Show every line of the items below that contains the string "field".

### Extracted records
▽
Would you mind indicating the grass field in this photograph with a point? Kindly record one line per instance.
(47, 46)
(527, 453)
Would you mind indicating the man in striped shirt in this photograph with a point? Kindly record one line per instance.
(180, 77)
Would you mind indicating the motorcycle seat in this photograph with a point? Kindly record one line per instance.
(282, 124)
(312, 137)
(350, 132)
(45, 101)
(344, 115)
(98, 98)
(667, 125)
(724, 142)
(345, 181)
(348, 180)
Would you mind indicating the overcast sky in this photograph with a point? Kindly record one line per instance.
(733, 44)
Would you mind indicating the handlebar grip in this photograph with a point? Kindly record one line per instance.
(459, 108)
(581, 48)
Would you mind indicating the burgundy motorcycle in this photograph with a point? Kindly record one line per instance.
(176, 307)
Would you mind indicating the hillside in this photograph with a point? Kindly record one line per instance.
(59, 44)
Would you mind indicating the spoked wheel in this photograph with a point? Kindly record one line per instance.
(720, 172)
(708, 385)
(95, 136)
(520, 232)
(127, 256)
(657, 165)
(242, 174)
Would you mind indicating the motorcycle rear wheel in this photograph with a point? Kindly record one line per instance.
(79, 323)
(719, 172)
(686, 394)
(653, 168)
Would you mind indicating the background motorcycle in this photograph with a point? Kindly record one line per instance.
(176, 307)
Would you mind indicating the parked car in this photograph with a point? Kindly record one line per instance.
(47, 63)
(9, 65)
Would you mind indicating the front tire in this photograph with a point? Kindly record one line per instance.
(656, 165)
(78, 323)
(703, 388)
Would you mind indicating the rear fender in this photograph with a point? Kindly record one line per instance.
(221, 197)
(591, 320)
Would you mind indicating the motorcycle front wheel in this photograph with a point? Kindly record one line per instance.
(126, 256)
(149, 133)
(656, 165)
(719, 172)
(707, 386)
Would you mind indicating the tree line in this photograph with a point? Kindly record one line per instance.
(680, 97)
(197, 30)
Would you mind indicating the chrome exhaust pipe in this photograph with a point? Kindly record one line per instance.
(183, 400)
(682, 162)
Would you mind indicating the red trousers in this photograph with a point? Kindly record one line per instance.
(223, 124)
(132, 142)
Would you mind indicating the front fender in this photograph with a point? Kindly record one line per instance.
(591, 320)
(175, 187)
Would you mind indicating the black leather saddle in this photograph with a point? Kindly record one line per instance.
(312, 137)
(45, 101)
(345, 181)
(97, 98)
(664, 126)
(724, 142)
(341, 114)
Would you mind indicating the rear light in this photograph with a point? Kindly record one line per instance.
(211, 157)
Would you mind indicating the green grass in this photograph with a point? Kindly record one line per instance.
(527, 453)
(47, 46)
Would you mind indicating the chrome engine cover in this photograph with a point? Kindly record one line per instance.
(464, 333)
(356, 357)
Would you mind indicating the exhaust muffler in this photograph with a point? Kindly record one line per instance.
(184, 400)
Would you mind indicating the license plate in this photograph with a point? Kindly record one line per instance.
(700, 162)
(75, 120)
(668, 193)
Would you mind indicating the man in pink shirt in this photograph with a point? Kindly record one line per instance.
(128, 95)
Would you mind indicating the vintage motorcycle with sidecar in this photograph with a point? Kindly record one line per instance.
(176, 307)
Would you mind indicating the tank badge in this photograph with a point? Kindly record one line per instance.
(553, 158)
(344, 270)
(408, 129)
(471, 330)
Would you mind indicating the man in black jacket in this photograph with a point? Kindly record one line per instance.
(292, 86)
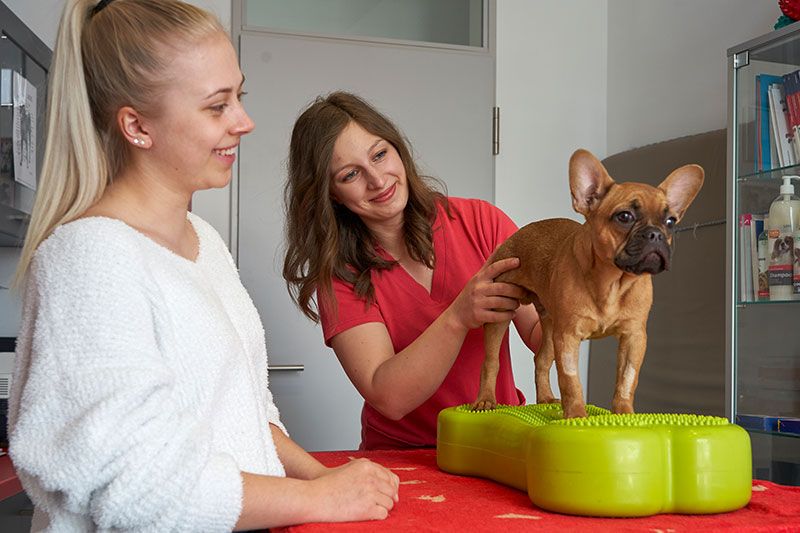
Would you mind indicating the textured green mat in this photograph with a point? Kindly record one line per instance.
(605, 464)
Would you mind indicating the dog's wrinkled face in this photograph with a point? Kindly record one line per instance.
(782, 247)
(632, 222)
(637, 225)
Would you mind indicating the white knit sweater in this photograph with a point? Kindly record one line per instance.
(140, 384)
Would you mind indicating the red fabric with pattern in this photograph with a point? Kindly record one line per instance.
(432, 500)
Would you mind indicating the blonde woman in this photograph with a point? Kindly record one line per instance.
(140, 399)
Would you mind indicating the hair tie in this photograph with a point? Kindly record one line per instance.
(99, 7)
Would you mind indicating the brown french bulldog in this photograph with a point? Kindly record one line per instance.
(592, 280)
△
▽
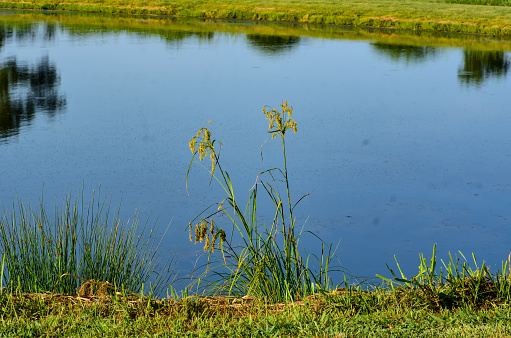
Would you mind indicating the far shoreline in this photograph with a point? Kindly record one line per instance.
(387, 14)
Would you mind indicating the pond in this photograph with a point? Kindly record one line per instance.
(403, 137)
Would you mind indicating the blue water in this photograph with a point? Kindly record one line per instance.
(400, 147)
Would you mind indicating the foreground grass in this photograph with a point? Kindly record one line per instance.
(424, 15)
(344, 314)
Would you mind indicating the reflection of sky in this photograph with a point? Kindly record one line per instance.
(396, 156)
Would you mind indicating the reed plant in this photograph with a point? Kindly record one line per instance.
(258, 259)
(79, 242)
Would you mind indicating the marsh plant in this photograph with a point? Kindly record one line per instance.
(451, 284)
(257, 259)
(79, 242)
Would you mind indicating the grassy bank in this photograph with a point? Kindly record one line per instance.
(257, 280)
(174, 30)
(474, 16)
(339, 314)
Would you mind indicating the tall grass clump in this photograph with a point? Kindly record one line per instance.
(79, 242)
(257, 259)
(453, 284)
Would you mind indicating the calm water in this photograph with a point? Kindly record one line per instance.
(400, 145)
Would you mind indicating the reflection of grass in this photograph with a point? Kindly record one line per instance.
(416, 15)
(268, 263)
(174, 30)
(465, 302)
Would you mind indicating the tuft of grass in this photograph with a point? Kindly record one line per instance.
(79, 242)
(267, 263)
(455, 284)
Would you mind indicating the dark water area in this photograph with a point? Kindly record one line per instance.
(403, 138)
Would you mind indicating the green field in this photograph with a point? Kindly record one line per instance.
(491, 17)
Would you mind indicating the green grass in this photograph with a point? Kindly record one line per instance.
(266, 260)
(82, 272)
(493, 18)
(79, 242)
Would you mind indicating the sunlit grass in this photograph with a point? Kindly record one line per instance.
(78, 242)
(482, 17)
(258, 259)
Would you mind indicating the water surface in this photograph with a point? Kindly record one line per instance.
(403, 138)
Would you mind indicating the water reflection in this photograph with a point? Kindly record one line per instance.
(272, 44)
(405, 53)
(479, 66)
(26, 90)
△
▽
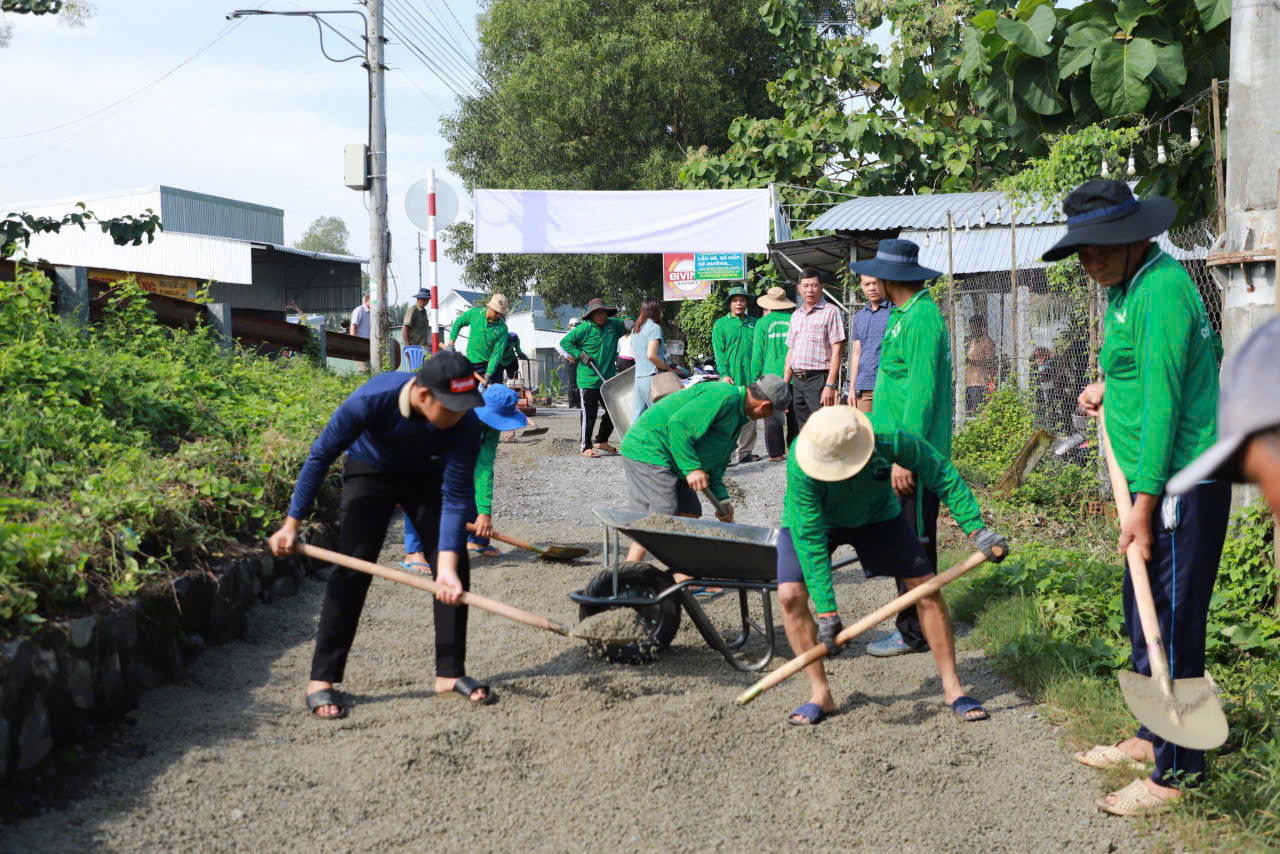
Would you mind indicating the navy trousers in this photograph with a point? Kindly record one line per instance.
△
### Reply
Would you mind indicating the grass field in this photograph with a point? Kindly record one line per instance.
Would you mind indicating the green field in this photograph with a point? Kindly record one line per instance.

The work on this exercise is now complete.